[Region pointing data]
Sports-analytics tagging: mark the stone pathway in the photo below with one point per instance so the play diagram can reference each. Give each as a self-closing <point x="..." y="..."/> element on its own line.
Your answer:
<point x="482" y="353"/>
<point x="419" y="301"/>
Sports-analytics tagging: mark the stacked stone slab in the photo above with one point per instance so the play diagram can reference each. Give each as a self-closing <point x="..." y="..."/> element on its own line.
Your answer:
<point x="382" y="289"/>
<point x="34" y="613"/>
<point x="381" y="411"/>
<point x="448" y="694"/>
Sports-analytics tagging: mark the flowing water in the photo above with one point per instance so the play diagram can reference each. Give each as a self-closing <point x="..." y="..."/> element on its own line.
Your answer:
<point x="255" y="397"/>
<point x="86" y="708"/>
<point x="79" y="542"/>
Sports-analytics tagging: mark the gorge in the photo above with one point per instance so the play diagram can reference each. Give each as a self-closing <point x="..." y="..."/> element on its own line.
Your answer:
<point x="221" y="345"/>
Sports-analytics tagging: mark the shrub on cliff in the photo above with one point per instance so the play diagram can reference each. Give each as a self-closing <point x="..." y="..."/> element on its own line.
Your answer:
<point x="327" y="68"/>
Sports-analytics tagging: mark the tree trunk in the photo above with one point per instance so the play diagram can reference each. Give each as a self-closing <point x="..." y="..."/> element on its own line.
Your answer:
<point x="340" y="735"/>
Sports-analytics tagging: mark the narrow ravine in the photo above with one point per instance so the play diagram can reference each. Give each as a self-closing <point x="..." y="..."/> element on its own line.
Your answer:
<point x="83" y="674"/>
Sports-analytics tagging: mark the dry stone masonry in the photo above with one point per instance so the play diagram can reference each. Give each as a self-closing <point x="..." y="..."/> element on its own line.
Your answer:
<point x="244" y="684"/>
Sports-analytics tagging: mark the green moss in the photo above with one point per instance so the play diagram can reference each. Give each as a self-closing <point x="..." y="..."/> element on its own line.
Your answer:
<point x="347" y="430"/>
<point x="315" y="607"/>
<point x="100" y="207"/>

--- Your goal ---
Reproduce all of the data exactly as given.

--- Result for this exercise ---
Sports-analytics tagging: mark the stone pathway in the photo below with one point per instance so the play diagram can reference each. Give each as a self-closing <point x="..." y="..."/> element on its own line.
Your answer:
<point x="482" y="353"/>
<point x="419" y="301"/>
Sports-analytics tagging: mark the stacked stone slab in the photo above with one point per instance so the play diagram can reference each. Give each as a self-closing <point x="..." y="..."/> element on its own line.
Your answer:
<point x="382" y="289"/>
<point x="34" y="613"/>
<point x="381" y="411"/>
<point x="448" y="694"/>
Sports-analytics tagging: mark the flowing water in the photo above with one point per instance so the play diagram can reference each. Give each as a self-closing <point x="..." y="..."/> element on its own line.
Your answer:
<point x="255" y="397"/>
<point x="86" y="708"/>
<point x="79" y="542"/>
Sports-analytics tagging: mark the gorge in the photo above with one point per instance so the play diagram can reference each. Give each as a self-closing <point x="..." y="..."/> element on its own line.
Your answer:
<point x="221" y="345"/>
Sports-analytics tagging: mark the shrub on cliff in the photo above with one point per instance so the play diagram can reference each. Give each as a self-closing <point x="..." y="..."/> element on its own line.
Your answer:
<point x="327" y="68"/>
Sports-analytics tagging: mark the tree trunk in the photo above with one point per instance so the play diagram can reference each. Give each as a self-closing <point x="..." y="..."/> element on its own line.
Your answer:
<point x="340" y="735"/>
Sports-analytics tagging: mark the narrow ravine in the photo above with one point per instance so the play diagram can reference each. Give each as a self-closing <point x="..." y="..."/> element on its own line.
Your answer:
<point x="83" y="674"/>
Sports-analytics tagging: mark the dry stone masonry in the photo above with one point per instance so the play diagram can reference each. Give each as a self-closing <point x="..." y="..."/> element on its own line.
Your answer:
<point x="244" y="684"/>
Sports-analytics tagging: mark the green moss in the photo above with one point per instance so the play diagram can reference each. Give each as a self-closing <point x="..." y="..."/> element on its own line.
Your answer:
<point x="347" y="430"/>
<point x="315" y="607"/>
<point x="100" y="207"/>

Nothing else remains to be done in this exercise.